▶ **Task description**
Copy the full listing exactly.

(Beginning of Stored data)

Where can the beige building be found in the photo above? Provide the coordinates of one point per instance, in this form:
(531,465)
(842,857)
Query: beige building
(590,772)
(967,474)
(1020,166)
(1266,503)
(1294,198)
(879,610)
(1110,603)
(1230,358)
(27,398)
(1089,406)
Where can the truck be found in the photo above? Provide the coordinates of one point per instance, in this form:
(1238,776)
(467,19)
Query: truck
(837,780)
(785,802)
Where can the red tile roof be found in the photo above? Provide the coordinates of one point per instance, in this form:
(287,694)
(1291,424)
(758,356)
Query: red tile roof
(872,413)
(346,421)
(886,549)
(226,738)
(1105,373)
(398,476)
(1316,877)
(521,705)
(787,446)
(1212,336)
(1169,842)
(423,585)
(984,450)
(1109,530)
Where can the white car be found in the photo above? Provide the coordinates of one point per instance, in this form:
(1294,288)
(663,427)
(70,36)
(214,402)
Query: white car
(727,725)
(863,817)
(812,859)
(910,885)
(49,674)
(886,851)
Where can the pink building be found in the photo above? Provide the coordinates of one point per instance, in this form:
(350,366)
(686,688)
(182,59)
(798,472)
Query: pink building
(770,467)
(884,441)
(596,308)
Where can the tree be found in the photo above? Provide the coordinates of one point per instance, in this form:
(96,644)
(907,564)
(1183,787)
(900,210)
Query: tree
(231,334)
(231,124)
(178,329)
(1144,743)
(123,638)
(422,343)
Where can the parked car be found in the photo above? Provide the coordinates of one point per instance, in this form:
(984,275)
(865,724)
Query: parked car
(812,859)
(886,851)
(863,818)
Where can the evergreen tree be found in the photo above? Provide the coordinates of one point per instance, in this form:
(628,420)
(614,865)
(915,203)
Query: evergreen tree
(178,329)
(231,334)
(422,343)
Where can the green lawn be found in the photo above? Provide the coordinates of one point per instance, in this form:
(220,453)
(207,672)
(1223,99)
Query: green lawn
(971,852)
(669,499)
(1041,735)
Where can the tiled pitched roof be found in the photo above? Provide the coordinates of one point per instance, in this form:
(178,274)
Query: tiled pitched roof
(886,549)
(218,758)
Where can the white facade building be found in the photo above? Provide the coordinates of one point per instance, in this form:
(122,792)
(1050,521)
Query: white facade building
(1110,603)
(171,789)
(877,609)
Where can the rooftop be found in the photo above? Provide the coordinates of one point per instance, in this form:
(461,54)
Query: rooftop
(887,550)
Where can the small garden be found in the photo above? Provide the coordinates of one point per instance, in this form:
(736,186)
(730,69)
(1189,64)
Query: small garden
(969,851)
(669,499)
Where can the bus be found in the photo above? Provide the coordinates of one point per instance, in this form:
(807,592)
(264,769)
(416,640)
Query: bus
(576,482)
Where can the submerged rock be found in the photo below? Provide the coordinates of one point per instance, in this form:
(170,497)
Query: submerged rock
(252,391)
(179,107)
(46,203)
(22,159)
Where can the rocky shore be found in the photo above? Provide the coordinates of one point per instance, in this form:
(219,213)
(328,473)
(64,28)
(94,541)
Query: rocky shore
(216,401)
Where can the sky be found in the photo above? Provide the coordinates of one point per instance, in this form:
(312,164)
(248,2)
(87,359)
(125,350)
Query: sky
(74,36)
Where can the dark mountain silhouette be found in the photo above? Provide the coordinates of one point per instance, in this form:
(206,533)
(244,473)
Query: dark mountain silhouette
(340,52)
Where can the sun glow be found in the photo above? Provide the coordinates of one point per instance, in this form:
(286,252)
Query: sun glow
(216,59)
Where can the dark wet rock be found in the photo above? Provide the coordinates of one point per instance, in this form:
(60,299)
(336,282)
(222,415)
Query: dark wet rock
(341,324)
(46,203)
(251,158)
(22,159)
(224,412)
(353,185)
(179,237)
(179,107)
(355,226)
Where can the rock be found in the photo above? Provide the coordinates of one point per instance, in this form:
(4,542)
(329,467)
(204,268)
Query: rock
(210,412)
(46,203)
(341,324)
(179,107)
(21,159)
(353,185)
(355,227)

(End of Stored data)

▶ **Response to the exercise**
Where can the beige building be found in the photo above? Provide the coordinates of one point per instance, in this form:
(531,465)
(842,857)
Query: beige building
(590,772)
(967,474)
(1020,166)
(1266,503)
(1294,198)
(879,610)
(1110,603)
(1230,358)
(27,398)
(1089,406)
Where can the truck be found in the photo above? Provide the coordinates of one point per instance, in this form:
(1238,776)
(467,19)
Query: truck
(837,780)
(785,802)
Where can the red tile roof be found in the photo above? Provide the coordinates of one point per instance, in this form:
(287,694)
(1291,424)
(758,356)
Query: red tile roof
(872,413)
(346,421)
(886,549)
(226,738)
(1105,373)
(398,476)
(1316,877)
(521,705)
(787,446)
(1212,336)
(1169,842)
(423,585)
(984,450)
(1109,530)
Where can the white car be found in the photo above? Provide the coordinates of one point per instance, in this form:
(1294,288)
(663,427)
(70,36)
(214,402)
Query: white car
(727,725)
(863,817)
(812,859)
(910,885)
(49,674)
(886,851)
Where can the pink building be found in the photo above? Provide the coordinates of one point per instance, in this form:
(350,366)
(686,688)
(182,59)
(798,472)
Query: pink building
(770,467)
(884,441)
(596,308)
Where can the tree be found in the photo above? Provide the coordinates of one point per instance, in this form:
(96,644)
(907,564)
(1183,787)
(900,210)
Query: tree
(231,334)
(231,124)
(178,329)
(1144,743)
(123,638)
(422,343)
Where can the parked car be found in the photo above? Provide the coordinates of one point per instance, in this form:
(984,275)
(865,724)
Query: parked car
(812,859)
(886,851)
(863,818)
Where can the evergreen tree be found in the photo above? Provide the coordinates of one point per instance, in this form:
(628,420)
(614,865)
(915,203)
Query: evergreen tree
(178,329)
(231,334)
(422,343)
Where can the green lawn be found in the photo above? Provide the coordinates of one point per instance, in this form:
(220,453)
(207,672)
(1223,99)
Query: green lawn
(971,852)
(669,499)
(1041,735)
Where can the tiled pitched roof be found in the photo above? Provide the coordinates of one point per instance, in this form:
(178,274)
Query: tiled pitched roof
(886,549)
(218,758)
Where can the white facade building be found in the photo above? Provide the coordinates of one point per instance, in this form:
(122,792)
(1050,521)
Query: white facade building
(1110,603)
(171,789)
(877,609)
Where can the rooftop be found in the photo above? Provide the coordinates of one point per instance, in this form:
(461,54)
Query: rooftop
(887,550)
Where can the small garden be found in the photo above? Provide the coordinates of one point per instance, in this form:
(736,186)
(730,69)
(1189,64)
Query: small garden
(969,851)
(669,499)
Where can the bus be found in the photo above? Provide the coordinates of one point per instance, in this form:
(807,592)
(264,769)
(416,640)
Query: bus
(576,482)
Where can the submerged rock be found in the photo below? Provide the coordinates of one point per instance, in this form:
(170,497)
Query: submerged rock
(252,391)
(179,107)
(46,203)
(22,159)
Where can the rocky shore be found in the photo above? Provide the coordinates of one point per instance, in this form:
(219,213)
(328,473)
(64,28)
(94,541)
Query: rocky shore
(216,401)
Where can the sky be found in the photo above? Provide the coordinates of one point per instance, in this form:
(312,164)
(248,2)
(87,359)
(125,350)
Query: sky
(74,36)
Where can the dark mountain silhouette be found in the photo above? Provide the coordinates of one point per instance, in this form:
(206,533)
(244,473)
Query: dark mountain silhouette
(340,52)
Where can the sun glow be found in the photo above? Provide the coordinates of one point per instance, in this form:
(286,252)
Query: sun glow
(216,59)
Where can the dark wet rock be found in the photo above? Provide the coordinates of one point per instance, in this form:
(60,299)
(336,282)
(222,415)
Query: dark wet rock
(341,324)
(46,203)
(251,158)
(22,159)
(224,412)
(353,185)
(179,237)
(179,107)
(355,226)
Where can the rock be found in the photo above? Provide the coordinates of one point per instance, in this form:
(4,542)
(329,467)
(204,268)
Query: rock
(210,412)
(46,203)
(341,324)
(179,107)
(21,159)
(353,185)
(355,227)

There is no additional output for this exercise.